Goal> Give back every line exactly as it appears, pictures excluded.
━━━ Data to use
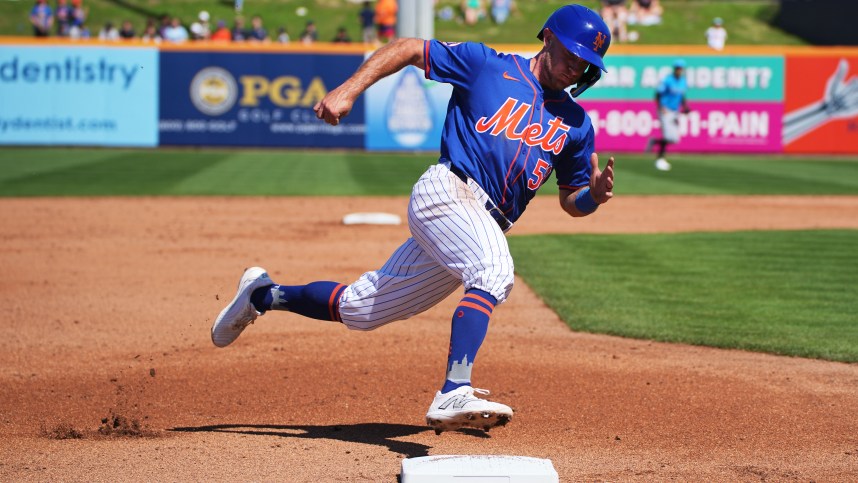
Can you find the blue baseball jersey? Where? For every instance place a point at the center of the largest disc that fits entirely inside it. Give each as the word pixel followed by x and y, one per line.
pixel 503 130
pixel 671 91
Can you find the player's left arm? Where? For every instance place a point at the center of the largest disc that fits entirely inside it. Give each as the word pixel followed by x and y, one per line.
pixel 585 199
pixel 385 61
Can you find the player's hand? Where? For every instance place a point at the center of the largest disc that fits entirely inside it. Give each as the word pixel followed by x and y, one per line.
pixel 601 182
pixel 334 106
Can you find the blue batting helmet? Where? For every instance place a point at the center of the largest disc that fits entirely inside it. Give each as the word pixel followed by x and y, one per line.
pixel 582 31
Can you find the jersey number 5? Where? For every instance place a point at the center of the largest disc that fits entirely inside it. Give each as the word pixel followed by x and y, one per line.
pixel 541 171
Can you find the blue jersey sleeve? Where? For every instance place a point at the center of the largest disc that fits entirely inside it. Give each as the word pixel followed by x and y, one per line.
pixel 456 63
pixel 573 168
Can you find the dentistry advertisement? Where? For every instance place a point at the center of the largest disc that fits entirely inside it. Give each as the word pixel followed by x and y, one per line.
pixel 61 95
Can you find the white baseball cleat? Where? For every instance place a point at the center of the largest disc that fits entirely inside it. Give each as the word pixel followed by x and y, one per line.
━━━━━━
Problem solution>
Can you find the blue baseball jersey? Where? For every instance place a point at the center of the largest disc that fits entirely inside it. Give each as the word pixel followed by x and y, one per line.
pixel 503 130
pixel 671 91
Can you find the player's left arm? Where? For every instance place a point at the center of the largest disc that fits entirely inside it. Give each as the word pixel followed by x and y, one per line.
pixel 585 199
pixel 385 61
Can you find the player's hand? Where? For every instance place a point at the center of the largest disc that fits entirely inside it. Give each as the word pixel followed by x and y, one per line.
pixel 601 182
pixel 334 106
Can you find the blue batting helmet? Where? For every instance place a point at the center of the largest disc that fits entirely inside it. Give each as the word pixel followed by x and y, one per line.
pixel 582 31
Can you find the jersey number 5? Where? For every instance place a point at the center of the largest disc that fits entirely inside it. Give each as the word pixel followed by x and y, one per line.
pixel 541 171
Can you find the blue jersey sleeve? Where? For every instance place a point at the center of the largest disc that fits entirely inside it. Give each as the word pixel followed by x and y, one per line.
pixel 456 63
pixel 573 168
Can you find the dentistry advertisement? Where? For every instance place a point at the center of the largest disc that fits entirely inside it. Give each as the word pixel followed by x and y, one per line.
pixel 61 95
Can you find the white baseball cleat? Where? For every instance place a point at the center of the largest disc that fits entirely inside it. Give each as the word pixel followed by x and y, one per line.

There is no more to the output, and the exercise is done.